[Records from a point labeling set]
---------------

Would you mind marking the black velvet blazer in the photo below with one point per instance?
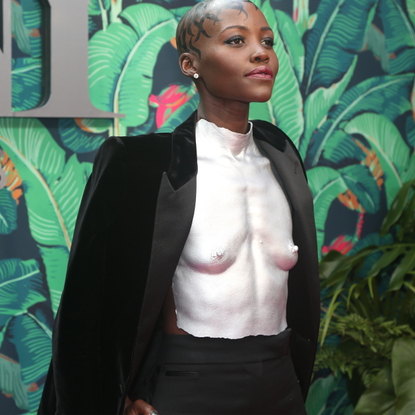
(134, 219)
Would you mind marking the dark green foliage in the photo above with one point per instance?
(372, 312)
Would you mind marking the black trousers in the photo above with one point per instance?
(252, 375)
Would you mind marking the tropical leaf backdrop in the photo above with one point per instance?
(344, 94)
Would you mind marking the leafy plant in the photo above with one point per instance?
(373, 311)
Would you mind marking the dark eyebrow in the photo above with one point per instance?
(264, 28)
(235, 27)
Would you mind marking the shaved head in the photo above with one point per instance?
(190, 28)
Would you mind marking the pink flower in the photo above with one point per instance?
(342, 244)
(170, 100)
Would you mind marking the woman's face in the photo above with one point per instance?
(237, 62)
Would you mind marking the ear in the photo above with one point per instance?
(188, 64)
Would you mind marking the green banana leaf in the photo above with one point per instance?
(334, 40)
(326, 184)
(39, 161)
(387, 95)
(400, 36)
(21, 287)
(56, 261)
(32, 17)
(11, 382)
(8, 212)
(19, 30)
(410, 171)
(301, 15)
(52, 190)
(392, 151)
(406, 265)
(122, 58)
(403, 375)
(318, 104)
(83, 135)
(410, 7)
(96, 7)
(286, 100)
(375, 41)
(32, 340)
(341, 147)
(410, 130)
(26, 83)
(292, 41)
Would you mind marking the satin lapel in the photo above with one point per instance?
(296, 187)
(174, 215)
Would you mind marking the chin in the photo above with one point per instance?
(262, 98)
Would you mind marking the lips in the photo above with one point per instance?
(262, 72)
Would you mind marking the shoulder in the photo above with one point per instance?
(277, 138)
(149, 151)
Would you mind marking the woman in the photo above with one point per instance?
(194, 302)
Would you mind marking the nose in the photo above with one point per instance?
(260, 55)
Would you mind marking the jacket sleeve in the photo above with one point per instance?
(74, 379)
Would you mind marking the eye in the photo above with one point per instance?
(236, 40)
(268, 41)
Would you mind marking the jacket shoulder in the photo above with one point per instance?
(151, 152)
(277, 138)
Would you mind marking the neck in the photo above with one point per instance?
(231, 115)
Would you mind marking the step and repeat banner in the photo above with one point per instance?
(73, 73)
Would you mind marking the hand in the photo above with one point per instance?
(138, 407)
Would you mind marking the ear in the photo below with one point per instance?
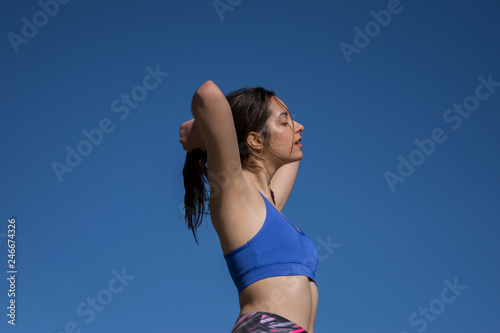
(255, 141)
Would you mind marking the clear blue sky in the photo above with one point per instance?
(397, 221)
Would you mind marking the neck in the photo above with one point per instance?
(261, 178)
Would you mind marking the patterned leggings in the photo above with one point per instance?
(265, 322)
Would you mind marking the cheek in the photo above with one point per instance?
(280, 138)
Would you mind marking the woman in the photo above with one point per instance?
(252, 149)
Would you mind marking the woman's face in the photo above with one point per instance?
(285, 132)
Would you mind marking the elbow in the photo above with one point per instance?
(207, 94)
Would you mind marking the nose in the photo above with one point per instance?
(298, 127)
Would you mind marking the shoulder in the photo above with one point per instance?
(238, 214)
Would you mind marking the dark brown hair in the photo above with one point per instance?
(250, 109)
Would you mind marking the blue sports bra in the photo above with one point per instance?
(279, 248)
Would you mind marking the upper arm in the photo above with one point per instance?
(282, 183)
(215, 120)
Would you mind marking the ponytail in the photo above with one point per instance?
(195, 178)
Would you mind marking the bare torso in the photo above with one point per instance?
(237, 218)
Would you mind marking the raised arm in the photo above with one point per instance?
(215, 121)
(282, 183)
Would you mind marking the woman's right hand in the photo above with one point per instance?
(190, 136)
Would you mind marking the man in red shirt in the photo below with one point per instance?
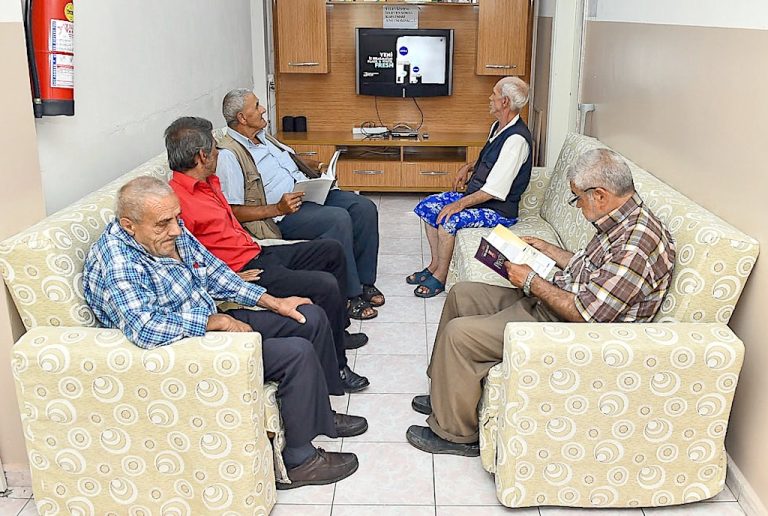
(314, 269)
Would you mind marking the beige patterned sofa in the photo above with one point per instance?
(114, 429)
(616, 415)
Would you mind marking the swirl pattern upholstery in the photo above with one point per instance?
(612, 415)
(115, 429)
(42, 267)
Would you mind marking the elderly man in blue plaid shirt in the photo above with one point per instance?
(148, 276)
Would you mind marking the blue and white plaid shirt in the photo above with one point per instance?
(156, 301)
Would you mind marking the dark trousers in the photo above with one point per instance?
(348, 218)
(309, 269)
(301, 358)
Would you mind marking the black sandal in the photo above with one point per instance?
(357, 307)
(369, 292)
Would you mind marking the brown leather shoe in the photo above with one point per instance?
(349, 426)
(324, 468)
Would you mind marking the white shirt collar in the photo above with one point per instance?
(512, 122)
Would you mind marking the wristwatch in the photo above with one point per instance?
(527, 283)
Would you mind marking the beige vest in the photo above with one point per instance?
(254, 189)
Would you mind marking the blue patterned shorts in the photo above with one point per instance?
(429, 208)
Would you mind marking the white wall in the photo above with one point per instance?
(10, 11)
(745, 14)
(136, 69)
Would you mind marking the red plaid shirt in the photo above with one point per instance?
(625, 270)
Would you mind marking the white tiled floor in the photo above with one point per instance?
(394, 478)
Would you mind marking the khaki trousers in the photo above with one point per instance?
(469, 342)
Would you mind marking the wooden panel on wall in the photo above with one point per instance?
(330, 103)
(301, 35)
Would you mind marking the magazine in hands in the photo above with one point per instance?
(502, 245)
(316, 190)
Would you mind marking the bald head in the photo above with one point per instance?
(133, 196)
(514, 89)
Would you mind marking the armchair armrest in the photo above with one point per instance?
(108, 424)
(533, 197)
(615, 414)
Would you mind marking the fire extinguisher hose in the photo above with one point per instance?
(37, 103)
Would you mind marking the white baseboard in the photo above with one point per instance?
(745, 495)
(18, 475)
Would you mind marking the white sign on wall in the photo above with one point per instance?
(401, 17)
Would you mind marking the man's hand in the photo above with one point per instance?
(224, 322)
(285, 306)
(250, 275)
(447, 211)
(537, 243)
(462, 175)
(517, 273)
(289, 203)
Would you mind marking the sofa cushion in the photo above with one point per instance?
(43, 265)
(572, 228)
(714, 259)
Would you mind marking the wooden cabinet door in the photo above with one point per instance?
(359, 175)
(302, 36)
(502, 37)
(437, 176)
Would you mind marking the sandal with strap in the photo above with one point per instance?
(358, 307)
(417, 278)
(433, 287)
(370, 292)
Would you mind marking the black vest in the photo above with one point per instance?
(487, 159)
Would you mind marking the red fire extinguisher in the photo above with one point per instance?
(49, 27)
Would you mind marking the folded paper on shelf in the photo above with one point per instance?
(502, 245)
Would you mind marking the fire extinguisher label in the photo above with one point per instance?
(62, 36)
(62, 71)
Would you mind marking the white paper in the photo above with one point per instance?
(62, 71)
(62, 36)
(315, 190)
(517, 251)
(401, 17)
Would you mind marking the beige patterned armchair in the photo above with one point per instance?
(114, 429)
(616, 415)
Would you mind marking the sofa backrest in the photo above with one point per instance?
(43, 265)
(714, 259)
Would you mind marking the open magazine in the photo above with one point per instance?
(502, 245)
(316, 190)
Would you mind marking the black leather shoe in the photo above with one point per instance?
(426, 440)
(351, 381)
(349, 426)
(323, 468)
(422, 404)
(354, 340)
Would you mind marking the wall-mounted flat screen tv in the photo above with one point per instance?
(404, 62)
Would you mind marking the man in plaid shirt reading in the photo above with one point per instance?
(149, 277)
(621, 276)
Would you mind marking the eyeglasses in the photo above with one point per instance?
(573, 200)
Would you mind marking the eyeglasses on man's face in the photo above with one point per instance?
(573, 200)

---------------

Goal of the exercise – Extract the text of every entry above word for word, leaving out the pictures.

Output for this exercise –
Would you mind marking the black velvet blazer in the photo below with one point per instance?
(134, 219)
Would you mind marking the dark green foliage in the photo above with one point per instance?
(372, 312)
Would you mind marking the black trousers in the photo above with one point per instance?
(252, 375)
Would you mind marking the tropical leaf backdrop in the photo above with one point per instance?
(344, 94)
Would you mind marking the leafy plant in the photo above with one point per instance?
(373, 311)
Would you mind marking the dark eyebrow in the photo above with one point per instance?
(264, 28)
(235, 27)
Would you mind marking the shaved head in the photo above with one point per instance?
(190, 28)
Would you mind marking the pink flower in the photo above with one point per instance?
(342, 244)
(170, 100)
Would you mind marking the woman's face in the photo above with one point per instance?
(237, 62)
Would you mind marking the ear in the photo above with one point per instance?
(188, 64)
Would you mind marking the green banana leaf in the photo above with one point per instance?
(334, 40)
(326, 184)
(39, 161)
(387, 95)
(400, 36)
(21, 287)
(56, 261)
(32, 17)
(11, 382)
(8, 212)
(19, 30)
(410, 171)
(301, 15)
(52, 190)
(392, 151)
(406, 265)
(122, 58)
(403, 375)
(318, 104)
(83, 135)
(410, 7)
(96, 7)
(286, 100)
(375, 41)
(32, 340)
(341, 147)
(410, 130)
(26, 83)
(292, 41)
Would you mind marking the satin lapel in the photo above with one point per instance?
(296, 187)
(174, 215)
Would you mind marking the chin in the photo above with one point per instance?
(262, 98)
Would you mind marking the lips in the photo above with one point per instance?
(262, 72)
Would you mind marking the shoulder in the photo above with one point per instance?
(277, 138)
(149, 151)
Would you mind marking the woman in the photo above with one point per instance?
(194, 302)
Would you mind marking the nose in the photo above with one point per instance?
(260, 55)
Would you mind marking the jacket sleeve in the photo above with one point per instance?
(74, 379)
Would you mind marking the eye in the photo above with one point per instance?
(236, 40)
(268, 41)
Would you mind marking the jacket shoulder in the photo above with one point per instance?
(151, 152)
(277, 138)
Would you mind marking the neck in the photo above with one point per instance?
(231, 115)
Would you mind marking the step and repeat banner in the photo above with one point per instance?
(73, 73)
Would you mind marking the hand in the photo above with one point per instance?
(138, 407)
Would you mind marking the ear in the photo below with one point per instance?
(255, 141)
Would you mind marking the clear blue sky in the photo above with one point per instance?
(397, 221)
Would you mind marking the neck in the photo above with one point per instance?
(261, 178)
Would you mind marking the patterned leggings in the photo above with one point per instance?
(265, 322)
Would you mind marking the cheek in the photo above with one point per instance?
(280, 138)
Would you mind marking the woman in the photo above with one point per instance?
(252, 149)
Would you mind marking the woman's face in the photo above with one point per instance?
(285, 132)
Would you mind marking the elbow in the photo above with one point per instance?
(207, 94)
Would you mind marking the nose in the photo above with one point per instance?
(298, 127)
Would you mind marking the shoulder in the photo above with one point per instance?
(238, 214)
Would you mind marking the dark brown hair in the photo above with one point per instance?
(250, 109)
Would you mind marking the blue sports bra in the photo above with one point per instance?
(279, 248)
Would you mind marking the upper arm in the photo above with one point per instance?
(282, 183)
(215, 120)
Would you mind marking the ponytail in the photo above with one point per instance?
(195, 178)
Would you mind marking the bare torso in the photo above with one point per instance?
(237, 218)
Would you mind marking the raised arm in the photo above with one point per instance?
(215, 121)
(282, 183)
Would you mind marking the woman's right hand in the photo above with one point per instance?
(190, 136)
Would you mind marking the man in red shirt in the photo below with one point per instance?
(314, 269)
Would you mind marking the beige patterned sofa in the photo above with one point per instance?
(114, 429)
(616, 415)
Would you mind marking the swirl pattern upholstery in the photo above with one point per instance?
(612, 415)
(115, 429)
(42, 267)
Would you mind marking the elderly man in blue plaid shirt in the photo above with one point per instance?
(148, 276)
Would you mind marking the blue and white plaid shirt in the photo above with one point per instance?
(156, 301)
Would you mind marking the dark trousers in the photo above with one point per instance?
(348, 218)
(309, 269)
(301, 358)
Would you mind marking the black sandal in the photo above with one point per instance?
(357, 307)
(369, 292)
Would you mind marking the brown leather shoe in the photo above with one point per instance?
(349, 426)
(324, 468)
Would you mind marking the white shirt collar in the photo above with one point per instance?
(512, 122)
Would you mind marking the wristwatch in the photo above with one point per instance?
(527, 283)
Would you mind marking the beige vest in the photo above with one point per instance?
(254, 189)
Would you mind marking the blue patterned shorts in the photo above with one point per instance?
(429, 208)
Would you mind marking the white wall in the photo above with one point per instance?
(10, 11)
(745, 14)
(136, 69)
Would you mind marking the red plaid shirt in the photo above with one point per instance?
(625, 270)
Would you mind marking the white tiled floor in the photo above with one point per instance?
(394, 478)
Would you mind marking the khaki trousers in the photo above with one point per instance?
(469, 342)
Would you mind marking the wooden panel on wall in the photo above with one point per instance?
(330, 103)
(301, 35)
Would you mind marking the magazine in hands in the photo above with one point per instance?
(502, 245)
(316, 190)
Would you mind marking the bald head in the photo above with one point per instance?
(133, 196)
(514, 89)
Would you mind marking the armchair armrest in the photo above with one point per instance?
(108, 424)
(533, 197)
(615, 414)
Would you mind marking the fire extinguisher hose in the photo above with one point per instance?
(37, 103)
Would you mind marking the white baseboard in the photo above with one point per instance?
(745, 495)
(18, 475)
Would you mind marking the white sign on wall in the photo above with one point per instance?
(401, 17)
Would you mind marking the man's hand in the photo above with one point per instance?
(224, 322)
(285, 306)
(250, 275)
(447, 211)
(537, 243)
(462, 175)
(517, 273)
(289, 203)
Would you mind marking the sofa cushion in the photo above with one point per instance?
(43, 265)
(572, 228)
(714, 259)
Would you mind marking the wooden cabinet door in the photo above with one point per instance?
(359, 175)
(302, 36)
(502, 37)
(437, 176)
Would you mind marking the sandal with strap in the photo above with one point per instance?
(358, 307)
(417, 278)
(433, 287)
(370, 292)
Would you mind marking the black vest in the photo above with one point per instance?
(487, 159)
Would you mind marking the red fire extinguisher in the photo above with one point per instance?
(49, 27)
Would you mind marking the folded paper on shelf in the photo above with one point per instance?
(502, 245)
Would you mind marking the fire extinguisher label in the photo above with one point per instance?
(62, 36)
(62, 71)
Would you mind marking the white paper in the photo above with one point per instance?
(62, 71)
(62, 36)
(315, 190)
(517, 251)
(401, 17)
Would you mind marking the beige patterned armchair in the photo above with one point per instance?
(114, 429)
(616, 415)
Would you mind marking the sofa backrest in the photo above with one point per instance?
(43, 265)
(714, 259)
Would you mind marking the open magazine in the photo above with one point per instance?
(502, 245)
(316, 190)
Would you mind marking the black leather shoe in the photo above with one point per instance?
(426, 440)
(351, 381)
(349, 426)
(323, 468)
(422, 404)
(354, 340)
Would you mind marking the wall-mounted flat screen tv in the photo above with one point per instance?
(404, 62)
Would you mind marking the man in plaid shirt reading in the photo above with one point per instance?
(149, 277)
(621, 276)
Would you mind marking the eyeglasses in the photo above with one point per instance?
(573, 200)
Would you mind marking the eyeglasses on man's face in the photo above with one point per instance?
(573, 200)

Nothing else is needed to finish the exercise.